▶ **WHAT IS BEING ASKED**
In the listing below, please print the line that contains "Could you spot the silver hatchback" and every line that follows it, exactly.
SUPPLIED RECORDS: Begin
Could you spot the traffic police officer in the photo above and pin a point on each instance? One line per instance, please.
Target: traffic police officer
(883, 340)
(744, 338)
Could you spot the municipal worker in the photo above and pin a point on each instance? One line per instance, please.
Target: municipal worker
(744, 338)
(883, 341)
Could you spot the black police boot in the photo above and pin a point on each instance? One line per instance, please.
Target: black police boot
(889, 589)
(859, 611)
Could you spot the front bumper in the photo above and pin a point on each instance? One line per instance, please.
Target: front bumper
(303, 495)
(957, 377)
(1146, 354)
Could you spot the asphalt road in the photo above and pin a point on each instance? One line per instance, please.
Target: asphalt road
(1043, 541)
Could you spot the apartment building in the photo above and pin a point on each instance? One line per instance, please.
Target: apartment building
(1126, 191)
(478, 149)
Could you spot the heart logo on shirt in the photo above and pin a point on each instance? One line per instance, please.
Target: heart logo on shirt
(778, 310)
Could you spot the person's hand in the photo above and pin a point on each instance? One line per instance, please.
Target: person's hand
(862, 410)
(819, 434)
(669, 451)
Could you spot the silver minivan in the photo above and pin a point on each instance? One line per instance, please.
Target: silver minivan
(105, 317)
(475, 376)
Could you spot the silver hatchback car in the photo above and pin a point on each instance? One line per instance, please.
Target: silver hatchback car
SUPPLIED RECORDS: End
▶ **SOLUTION TO THE EXERCISE**
Could you spot the silver hatchback car in the photo above and pin a point on each instance? One line per instance, please.
Target: silver hatchback car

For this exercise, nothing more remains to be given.